▸ **Region labeling rows**
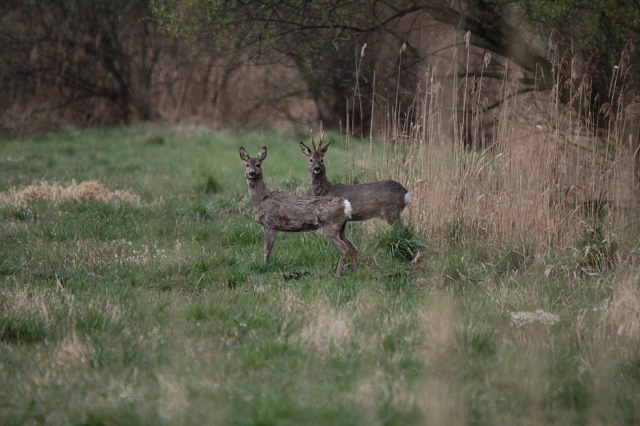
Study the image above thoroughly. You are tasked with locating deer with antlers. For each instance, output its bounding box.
[300,131,410,225]
[240,146,358,276]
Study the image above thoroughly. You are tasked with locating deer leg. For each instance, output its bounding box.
[264,228,278,264]
[320,229,349,276]
[338,222,358,272]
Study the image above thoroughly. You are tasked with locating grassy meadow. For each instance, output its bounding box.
[0,122,640,426]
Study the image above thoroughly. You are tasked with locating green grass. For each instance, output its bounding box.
[0,127,640,425]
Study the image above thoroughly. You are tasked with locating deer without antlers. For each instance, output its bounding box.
[240,146,358,276]
[300,131,410,225]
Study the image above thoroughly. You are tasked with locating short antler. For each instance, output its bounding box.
[311,129,316,151]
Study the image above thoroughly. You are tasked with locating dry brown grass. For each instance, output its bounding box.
[378,39,638,251]
[0,179,140,207]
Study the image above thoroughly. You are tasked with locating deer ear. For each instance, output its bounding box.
[240,147,251,162]
[300,142,311,157]
[320,141,331,155]
[256,146,267,161]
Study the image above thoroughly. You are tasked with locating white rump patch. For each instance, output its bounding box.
[344,200,351,219]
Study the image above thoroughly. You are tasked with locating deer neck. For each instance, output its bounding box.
[247,179,271,209]
[311,173,333,196]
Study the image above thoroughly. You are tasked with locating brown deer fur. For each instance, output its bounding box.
[240,147,358,275]
[300,133,409,225]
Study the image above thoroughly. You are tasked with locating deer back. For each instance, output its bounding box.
[256,191,351,232]
[326,180,408,221]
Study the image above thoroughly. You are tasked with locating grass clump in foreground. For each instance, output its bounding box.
[0,127,640,425]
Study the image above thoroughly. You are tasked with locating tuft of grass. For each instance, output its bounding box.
[378,225,427,261]
[198,175,222,194]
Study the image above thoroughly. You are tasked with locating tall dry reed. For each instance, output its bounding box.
[360,37,640,252]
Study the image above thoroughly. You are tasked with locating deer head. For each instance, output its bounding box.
[300,130,331,176]
[240,146,267,181]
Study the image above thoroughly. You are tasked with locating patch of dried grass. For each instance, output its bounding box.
[299,304,354,353]
[0,179,140,207]
[602,272,640,339]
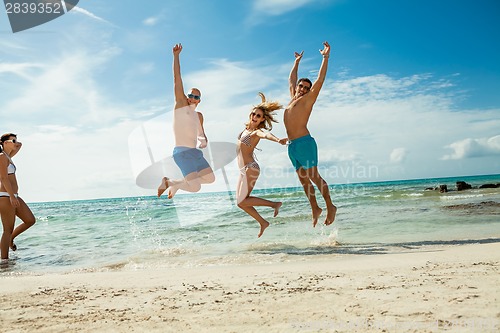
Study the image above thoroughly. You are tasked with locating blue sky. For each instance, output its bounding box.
[0,0,500,201]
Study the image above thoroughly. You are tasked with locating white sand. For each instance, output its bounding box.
[0,243,500,332]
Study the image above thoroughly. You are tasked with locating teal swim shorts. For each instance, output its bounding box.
[288,134,318,170]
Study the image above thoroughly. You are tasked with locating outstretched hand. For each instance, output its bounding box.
[295,51,304,61]
[319,41,330,57]
[172,43,182,54]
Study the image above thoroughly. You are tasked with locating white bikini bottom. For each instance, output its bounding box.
[0,192,17,198]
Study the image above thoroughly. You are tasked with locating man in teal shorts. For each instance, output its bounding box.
[284,42,337,227]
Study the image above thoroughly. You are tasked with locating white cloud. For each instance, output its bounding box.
[253,0,314,16]
[442,135,500,160]
[0,63,42,80]
[0,48,120,125]
[390,148,408,164]
[69,5,114,26]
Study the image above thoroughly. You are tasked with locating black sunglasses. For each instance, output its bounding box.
[188,94,201,100]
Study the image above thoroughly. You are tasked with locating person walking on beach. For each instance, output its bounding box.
[0,133,35,260]
[236,93,288,237]
[158,44,215,199]
[284,42,337,227]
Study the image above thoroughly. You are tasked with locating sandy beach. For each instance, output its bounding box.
[0,243,500,332]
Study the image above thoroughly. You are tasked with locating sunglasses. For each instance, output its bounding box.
[188,94,200,101]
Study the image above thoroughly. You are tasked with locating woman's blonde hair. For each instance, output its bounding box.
[245,92,283,131]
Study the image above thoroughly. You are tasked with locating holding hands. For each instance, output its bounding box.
[319,41,330,58]
[172,43,182,55]
[295,51,304,62]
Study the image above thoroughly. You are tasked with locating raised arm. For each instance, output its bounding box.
[288,51,304,98]
[309,42,330,102]
[172,44,188,109]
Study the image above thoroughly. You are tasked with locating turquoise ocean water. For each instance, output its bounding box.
[0,175,500,276]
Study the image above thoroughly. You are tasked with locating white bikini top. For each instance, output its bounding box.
[4,152,16,175]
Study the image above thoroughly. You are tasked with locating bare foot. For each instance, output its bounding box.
[158,177,168,198]
[313,207,323,227]
[273,202,283,217]
[325,205,337,225]
[257,221,269,238]
[168,186,179,199]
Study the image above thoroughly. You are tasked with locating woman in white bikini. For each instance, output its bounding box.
[0,133,35,260]
[236,93,288,237]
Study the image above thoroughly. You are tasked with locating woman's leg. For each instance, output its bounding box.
[237,168,281,237]
[10,198,36,246]
[0,197,16,259]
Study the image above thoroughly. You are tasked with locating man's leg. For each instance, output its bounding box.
[297,167,323,227]
[198,167,215,184]
[306,166,337,225]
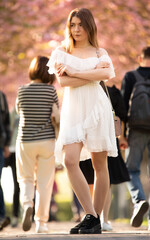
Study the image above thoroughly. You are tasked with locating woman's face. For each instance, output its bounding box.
[70,17,88,41]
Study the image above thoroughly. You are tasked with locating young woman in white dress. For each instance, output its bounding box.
[48,8,117,234]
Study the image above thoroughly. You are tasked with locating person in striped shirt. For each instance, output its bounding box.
[16,56,59,233]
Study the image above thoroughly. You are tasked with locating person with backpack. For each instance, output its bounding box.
[121,46,150,230]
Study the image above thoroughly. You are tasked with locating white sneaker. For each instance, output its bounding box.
[102,222,113,232]
[35,222,48,233]
[130,200,149,227]
[11,217,18,228]
[22,207,33,231]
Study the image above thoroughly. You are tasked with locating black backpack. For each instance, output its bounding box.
[128,71,150,130]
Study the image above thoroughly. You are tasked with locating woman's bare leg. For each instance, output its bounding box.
[64,143,97,217]
[101,187,111,223]
[91,152,109,215]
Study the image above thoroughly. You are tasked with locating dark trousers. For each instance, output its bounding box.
[4,153,20,217]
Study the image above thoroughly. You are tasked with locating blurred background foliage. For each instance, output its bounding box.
[0,0,150,108]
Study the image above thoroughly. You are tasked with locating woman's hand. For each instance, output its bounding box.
[118,135,128,150]
[96,61,110,68]
[55,63,75,77]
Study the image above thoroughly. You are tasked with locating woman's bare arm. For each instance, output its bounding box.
[57,60,112,81]
[57,75,89,87]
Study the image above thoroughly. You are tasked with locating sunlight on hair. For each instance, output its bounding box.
[30,58,36,69]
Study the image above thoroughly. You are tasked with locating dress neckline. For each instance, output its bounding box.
[57,49,108,60]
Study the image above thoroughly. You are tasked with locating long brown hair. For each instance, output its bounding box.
[63,8,98,52]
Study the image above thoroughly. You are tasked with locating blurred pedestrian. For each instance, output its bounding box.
[122,46,150,229]
[16,56,58,233]
[4,108,20,227]
[0,91,10,230]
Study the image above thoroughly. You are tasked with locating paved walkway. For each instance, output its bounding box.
[0,222,150,240]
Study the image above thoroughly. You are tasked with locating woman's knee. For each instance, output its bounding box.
[64,154,77,169]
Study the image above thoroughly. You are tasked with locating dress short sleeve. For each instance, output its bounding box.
[99,54,116,78]
[46,50,57,74]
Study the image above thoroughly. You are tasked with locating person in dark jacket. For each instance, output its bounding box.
[122,46,150,230]
[0,91,10,231]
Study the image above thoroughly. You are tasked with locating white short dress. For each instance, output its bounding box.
[47,49,118,163]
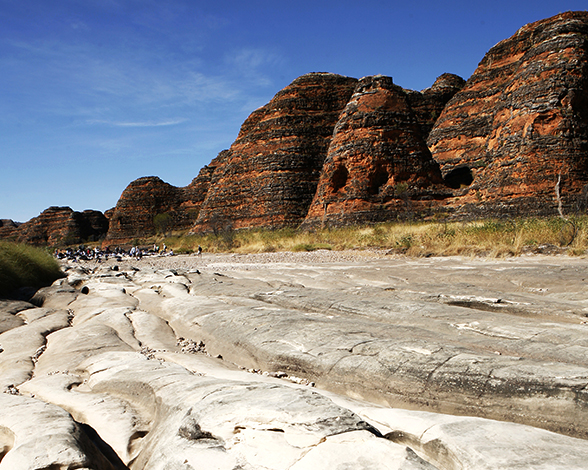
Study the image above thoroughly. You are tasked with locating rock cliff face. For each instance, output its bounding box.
[305,75,449,225]
[404,73,466,139]
[192,73,357,232]
[10,12,588,245]
[0,219,18,240]
[103,176,200,246]
[428,12,588,216]
[16,206,108,246]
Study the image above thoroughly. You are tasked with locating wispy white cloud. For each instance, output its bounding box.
[86,119,189,127]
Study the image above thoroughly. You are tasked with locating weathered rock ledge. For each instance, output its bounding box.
[0,252,588,470]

▸ **What is being asked**
Arrange the lines from the start of the rows up to and including the line containing "[338,222,358,272]" as a numbered list, omitting blank lines. Leave the pictures out of the answer.

▸ **Output for this exercise**
1. Study the image above thoroughly. You are tasked with locating deer with antlers. For each instance, output its bounding box.
2. [300,131,410,225]
3. [240,146,358,276]
4. Study the image above thoroughly. You are tasked with locating deer leg. For each instance, output its bounding box.
5. [264,228,278,264]
6. [320,229,349,276]
7. [338,222,358,272]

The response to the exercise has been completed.